**PROBLEM STATEMENT:**
For this task, output every entry below exactly and omit the pictures.

**PROVIDED ENTRIES:**
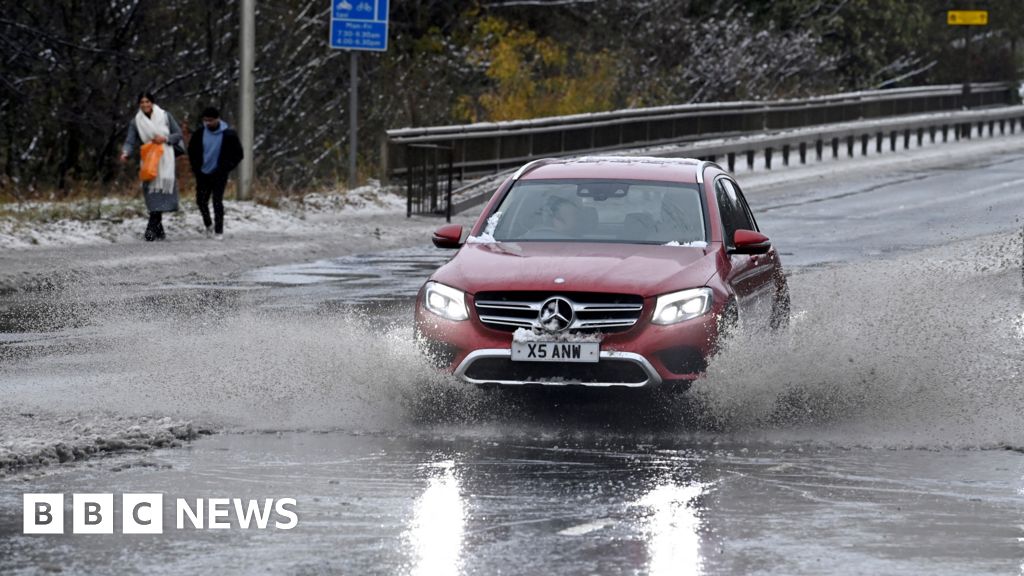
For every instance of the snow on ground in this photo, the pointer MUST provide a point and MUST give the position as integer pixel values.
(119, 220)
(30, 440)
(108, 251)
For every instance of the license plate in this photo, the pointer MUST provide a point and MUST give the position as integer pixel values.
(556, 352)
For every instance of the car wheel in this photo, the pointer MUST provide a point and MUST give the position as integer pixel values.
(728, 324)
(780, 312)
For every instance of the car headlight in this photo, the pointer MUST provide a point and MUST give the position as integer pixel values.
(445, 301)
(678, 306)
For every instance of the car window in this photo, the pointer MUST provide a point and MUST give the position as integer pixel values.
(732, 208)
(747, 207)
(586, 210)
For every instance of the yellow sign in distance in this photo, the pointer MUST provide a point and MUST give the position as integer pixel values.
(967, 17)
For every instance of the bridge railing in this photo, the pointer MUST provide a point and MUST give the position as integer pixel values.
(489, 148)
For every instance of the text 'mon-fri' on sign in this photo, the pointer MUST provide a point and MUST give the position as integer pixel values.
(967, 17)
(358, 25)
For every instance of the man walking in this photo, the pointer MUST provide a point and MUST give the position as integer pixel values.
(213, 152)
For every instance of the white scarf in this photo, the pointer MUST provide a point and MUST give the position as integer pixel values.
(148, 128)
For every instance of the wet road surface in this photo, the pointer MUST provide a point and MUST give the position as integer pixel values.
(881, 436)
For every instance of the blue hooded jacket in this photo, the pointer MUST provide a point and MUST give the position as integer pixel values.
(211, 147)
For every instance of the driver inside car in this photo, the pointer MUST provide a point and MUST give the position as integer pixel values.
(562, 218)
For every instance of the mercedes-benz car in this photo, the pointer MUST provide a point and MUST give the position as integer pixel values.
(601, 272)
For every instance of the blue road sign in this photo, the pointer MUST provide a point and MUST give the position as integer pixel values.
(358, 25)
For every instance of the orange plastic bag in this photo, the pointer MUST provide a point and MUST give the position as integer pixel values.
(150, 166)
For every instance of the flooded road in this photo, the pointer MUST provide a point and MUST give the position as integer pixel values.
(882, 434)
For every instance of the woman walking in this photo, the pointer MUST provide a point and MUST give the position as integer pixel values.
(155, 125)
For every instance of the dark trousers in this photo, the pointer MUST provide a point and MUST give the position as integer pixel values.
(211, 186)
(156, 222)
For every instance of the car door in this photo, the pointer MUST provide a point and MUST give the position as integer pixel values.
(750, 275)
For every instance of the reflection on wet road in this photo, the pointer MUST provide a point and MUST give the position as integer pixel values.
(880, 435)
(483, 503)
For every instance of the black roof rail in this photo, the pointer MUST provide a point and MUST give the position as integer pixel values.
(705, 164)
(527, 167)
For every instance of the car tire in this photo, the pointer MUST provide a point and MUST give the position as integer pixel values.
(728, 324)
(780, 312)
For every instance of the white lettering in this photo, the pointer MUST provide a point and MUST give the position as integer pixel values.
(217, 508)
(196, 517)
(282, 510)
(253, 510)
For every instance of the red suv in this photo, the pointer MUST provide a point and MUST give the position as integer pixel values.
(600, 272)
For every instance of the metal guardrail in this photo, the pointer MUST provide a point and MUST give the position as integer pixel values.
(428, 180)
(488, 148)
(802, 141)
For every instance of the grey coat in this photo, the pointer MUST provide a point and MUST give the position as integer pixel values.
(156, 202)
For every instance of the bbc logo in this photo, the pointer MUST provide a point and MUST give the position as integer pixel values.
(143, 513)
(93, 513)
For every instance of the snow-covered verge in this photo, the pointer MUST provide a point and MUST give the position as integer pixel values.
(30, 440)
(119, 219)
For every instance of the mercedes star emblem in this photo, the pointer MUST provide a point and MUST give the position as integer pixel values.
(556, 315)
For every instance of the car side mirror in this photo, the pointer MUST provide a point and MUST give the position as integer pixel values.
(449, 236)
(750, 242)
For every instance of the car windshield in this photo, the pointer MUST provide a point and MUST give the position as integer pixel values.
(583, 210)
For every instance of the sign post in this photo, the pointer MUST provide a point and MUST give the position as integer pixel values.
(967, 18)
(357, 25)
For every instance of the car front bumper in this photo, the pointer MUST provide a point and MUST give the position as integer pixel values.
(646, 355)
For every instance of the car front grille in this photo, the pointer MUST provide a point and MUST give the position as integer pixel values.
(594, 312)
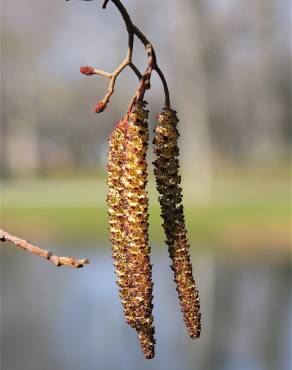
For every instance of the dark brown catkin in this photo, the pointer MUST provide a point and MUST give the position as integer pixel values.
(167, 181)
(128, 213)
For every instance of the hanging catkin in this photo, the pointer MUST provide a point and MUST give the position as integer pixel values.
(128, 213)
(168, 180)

**RESULT OF THIS EXERCISE:**
For every instance of the snow on ground in this photo, the pointer MUST provide a point and MUST give the position as integer pixel values.
(119, 220)
(30, 440)
(108, 251)
For every instance of the license plate in this photo, the pointer MUST provide a point and MUST give the position as integer pixel values.
(556, 352)
For every instance of the car wheel in this photo, the pointer MUST provide a point and MUST give the position as integer pixel values.
(728, 324)
(780, 312)
For every instance of the car headlight in this photo, the pointer MUST provide a point and MUST give the position as integer pixel values.
(445, 301)
(678, 306)
For every instance of the car window in this photo, the pointer MUST provide a point and MUST give the position as integer pixel values.
(732, 208)
(747, 207)
(586, 210)
For every instance of the yellow sign in distance in this photo, the pointer MUST provide a point and MUST give the position as integer pixel values.
(967, 17)
For every instance of the bridge railing in this photo, the pointer MUST provide a point and MUST give the position as integer pixel values.
(489, 148)
For every instance of the text 'mon-fri' on sign in this photo, the pointer MUST provide a point and MUST give the position as integer pixel values.
(967, 17)
(358, 25)
For every instance of the man walking in this photo, the pointer MUST provide a point and MUST give the position as integer pixel values.
(213, 152)
For every instance of the white scarf in this photo, the pointer MUST provide a point and MUST give the position as integer pixel values.
(148, 128)
For every instance of the wet road surface in this photo, the pointer MUST provide a point and MUST give the position as integer pixel values.
(881, 436)
For every instance of the blue hooded jacket in this photo, the pointer MUST provide a point and MUST give the position as integer pixel values.
(211, 147)
For every instance of the driver inside car in this photo, the pointer MUST provide a point and MUST give the position as integer pixel values.
(562, 218)
For every instance of the mercedes-benz car in this photo, the pointer MUST provide a point and MUST give the position as integer pixel values.
(601, 272)
For every instance of the blue road sign in this photo, the pointer MUST provide a point and MUST give the position as integer pixel values.
(358, 25)
For every instance of the orange plastic bag in this photo, the pointer MUST provide a point and MUST give the position as integer pixel values.
(150, 166)
For every instance of the flooded road in this photo, the pointer MUST provide a point and MUST give the position as integer pixel values.
(882, 434)
For every instance of the woman walking in this photo, the pointer MUST provide a point and MUST give the position as integer pixel values.
(155, 125)
For every instance of the dark trousers in this photo, the pointer MUST provide a point and MUST give the position as integer pixel values.
(211, 186)
(156, 222)
For every instance of the car door in this photo, the pointer MUST provide a point and MUST give the position as integer pixel values.
(750, 275)
For every instance of the reflection on wet road in this photo, the pointer MUST provide a point and MUST give the position as integer pixel values.
(880, 435)
(483, 503)
For every instance of the black roof rail in this photo, the pointer MUST provide a point and MUST give the position as integer pixel values.
(705, 164)
(527, 167)
For every instance of the car tire in this photo, the pointer MUST provide a point and MUST give the position as integer pixel values.
(728, 324)
(780, 312)
For every instance of the white lettering in this photo, the pointer MUST provide a point and MUST give the position as integer pixel values.
(217, 508)
(196, 517)
(282, 510)
(253, 510)
For every instance of the red suv in this photo, the pointer MUST provide a point and MUST give the position as integer pixel values.
(600, 272)
For every instance of the metal guardrail in this photo, the pointer MUST provide a point and MUST give the position as integer pixel values.
(428, 180)
(488, 148)
(802, 141)
For every instance of the grey coat in this photo, the pointer MUST provide a point and MUST give the position as integer pixel values.
(156, 202)
For every instance of the bbc logo in this photo, the pointer MUST provide a point and MUST give the position as integer pixel values.
(143, 513)
(93, 513)
For every instance of the snow-covered verge in this photo, the pointer MUST provide a point and MUST give the position as integer pixel values.
(30, 440)
(119, 219)
For every instance of the mercedes star emblem in this photo, the pointer MUST provide a point and MUST give the position as integer pixel values.
(556, 315)
For every instance of the car side mirror in this photo, the pointer MUST provide a point and MUST give the position as integer pixel values.
(449, 236)
(750, 242)
For every instance of the car windshield in this photo, the pointer MUST provide a point and MUST give the position as integer pixel values.
(583, 210)
For every instance of the sign post in this photo, the pointer MUST provide a point and MUST give the position as integer pixel values.
(967, 18)
(357, 25)
For every instance of the car front bumper in this photo, the pointer MUST provide a point and MUST give the position as integer pixel values.
(646, 355)
For every instance of the car front grille in this photo, the pointer MUST provide a point and MUST give the position as integer pixel values.
(594, 312)
For every instance of the dark brown catkin in this photo, the pointer MUST provide a point and MUST give the position as integer pixel values.
(167, 181)
(128, 213)
For every instance of the hanging catkin in this photo, the pointer MUST provide a point and MUST give the position as integer pixel values.
(128, 213)
(168, 180)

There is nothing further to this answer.